= Written request =
Collect every line of the records that contains the string "deck". Case counts.

= Recorded information =
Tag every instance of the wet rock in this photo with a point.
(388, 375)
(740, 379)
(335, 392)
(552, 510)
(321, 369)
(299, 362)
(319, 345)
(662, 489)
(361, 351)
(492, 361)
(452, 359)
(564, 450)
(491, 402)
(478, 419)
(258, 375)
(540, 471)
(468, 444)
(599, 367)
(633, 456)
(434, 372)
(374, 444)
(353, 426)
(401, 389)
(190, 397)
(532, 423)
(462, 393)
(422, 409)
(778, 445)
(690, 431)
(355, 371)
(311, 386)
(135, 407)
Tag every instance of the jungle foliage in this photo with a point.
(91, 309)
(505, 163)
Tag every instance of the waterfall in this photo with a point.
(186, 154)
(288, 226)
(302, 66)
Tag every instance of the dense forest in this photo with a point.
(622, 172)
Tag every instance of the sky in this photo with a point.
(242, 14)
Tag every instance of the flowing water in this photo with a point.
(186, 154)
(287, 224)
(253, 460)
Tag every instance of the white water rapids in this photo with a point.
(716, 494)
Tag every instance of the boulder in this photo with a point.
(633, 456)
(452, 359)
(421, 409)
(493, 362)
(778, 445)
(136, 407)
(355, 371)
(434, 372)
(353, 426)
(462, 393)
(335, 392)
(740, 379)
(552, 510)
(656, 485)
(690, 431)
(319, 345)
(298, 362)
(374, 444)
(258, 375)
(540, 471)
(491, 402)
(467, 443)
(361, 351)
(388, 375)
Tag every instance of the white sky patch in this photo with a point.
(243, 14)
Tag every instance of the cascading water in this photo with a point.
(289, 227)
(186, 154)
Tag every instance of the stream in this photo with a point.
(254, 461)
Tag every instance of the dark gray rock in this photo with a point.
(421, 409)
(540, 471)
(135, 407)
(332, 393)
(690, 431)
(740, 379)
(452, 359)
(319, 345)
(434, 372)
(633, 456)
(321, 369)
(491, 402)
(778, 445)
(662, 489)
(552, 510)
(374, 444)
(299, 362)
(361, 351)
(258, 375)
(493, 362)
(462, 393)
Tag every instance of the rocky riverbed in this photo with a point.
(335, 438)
--
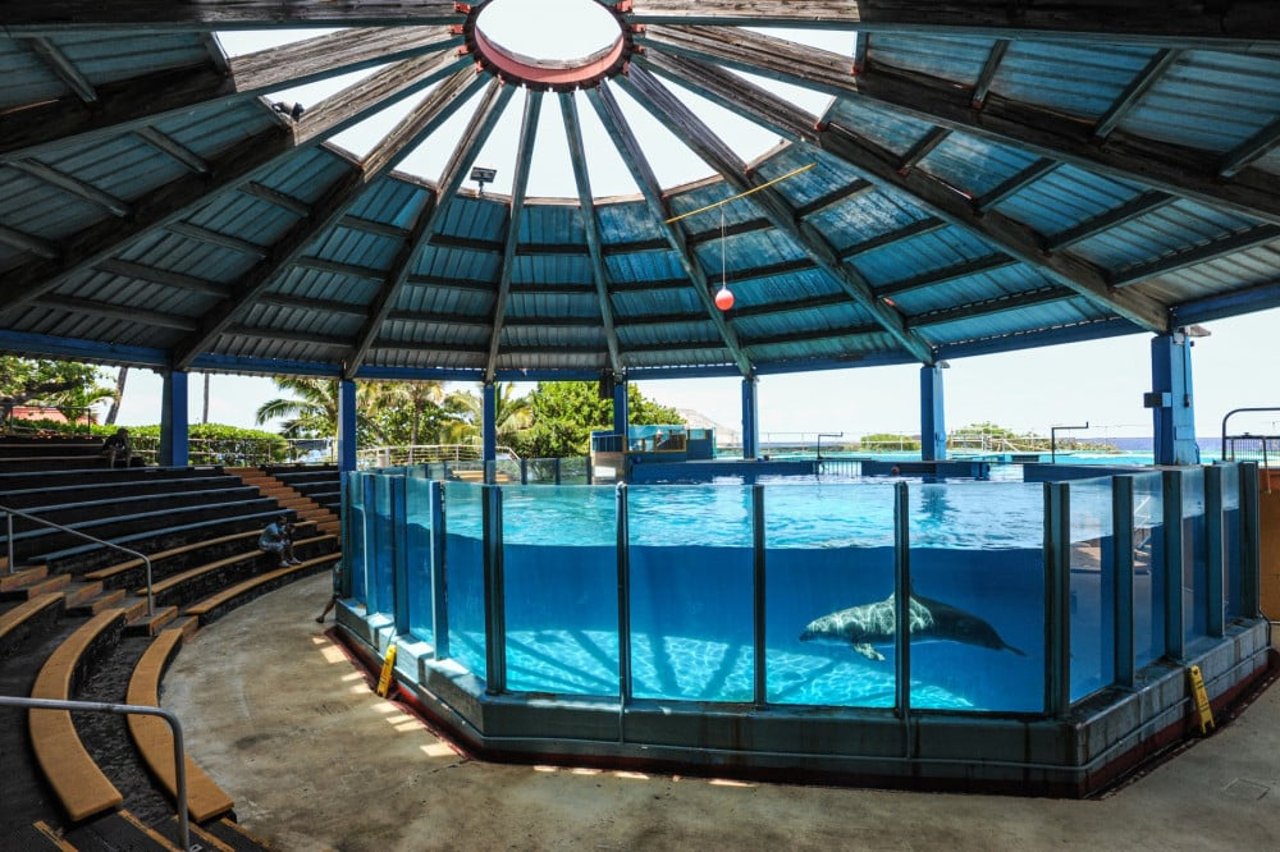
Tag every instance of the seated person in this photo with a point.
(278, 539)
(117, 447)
* * *
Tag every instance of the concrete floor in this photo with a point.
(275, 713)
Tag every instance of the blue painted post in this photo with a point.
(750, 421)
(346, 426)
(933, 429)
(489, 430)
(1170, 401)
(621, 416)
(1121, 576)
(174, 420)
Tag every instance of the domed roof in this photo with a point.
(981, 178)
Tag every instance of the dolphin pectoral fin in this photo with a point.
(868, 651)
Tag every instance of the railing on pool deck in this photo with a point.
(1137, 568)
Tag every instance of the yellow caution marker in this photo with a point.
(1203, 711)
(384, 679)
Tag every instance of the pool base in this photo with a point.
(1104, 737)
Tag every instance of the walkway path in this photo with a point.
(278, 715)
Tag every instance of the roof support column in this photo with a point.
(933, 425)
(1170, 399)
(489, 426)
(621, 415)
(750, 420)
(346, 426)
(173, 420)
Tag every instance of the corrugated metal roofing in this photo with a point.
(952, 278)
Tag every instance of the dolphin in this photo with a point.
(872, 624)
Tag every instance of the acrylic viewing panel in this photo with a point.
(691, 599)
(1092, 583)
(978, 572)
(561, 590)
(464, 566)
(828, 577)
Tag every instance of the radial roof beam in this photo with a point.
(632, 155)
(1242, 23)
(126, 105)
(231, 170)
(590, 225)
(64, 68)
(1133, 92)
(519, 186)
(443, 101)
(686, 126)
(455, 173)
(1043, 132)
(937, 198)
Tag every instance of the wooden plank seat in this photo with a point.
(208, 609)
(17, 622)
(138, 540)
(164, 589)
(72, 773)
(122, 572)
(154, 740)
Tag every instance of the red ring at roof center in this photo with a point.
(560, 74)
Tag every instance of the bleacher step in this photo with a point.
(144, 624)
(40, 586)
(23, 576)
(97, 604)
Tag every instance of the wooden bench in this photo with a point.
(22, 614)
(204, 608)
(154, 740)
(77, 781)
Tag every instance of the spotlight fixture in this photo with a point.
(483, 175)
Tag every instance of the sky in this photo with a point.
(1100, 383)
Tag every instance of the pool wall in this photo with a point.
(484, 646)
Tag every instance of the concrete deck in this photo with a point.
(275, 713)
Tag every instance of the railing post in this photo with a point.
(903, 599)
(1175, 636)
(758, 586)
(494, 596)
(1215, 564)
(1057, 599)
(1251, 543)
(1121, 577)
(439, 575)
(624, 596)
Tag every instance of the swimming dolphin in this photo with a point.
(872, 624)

= Reply =
Tag every instance of the railing on pool deck in this photo with a point.
Tag every instance of the concrete deck in this photo with a point.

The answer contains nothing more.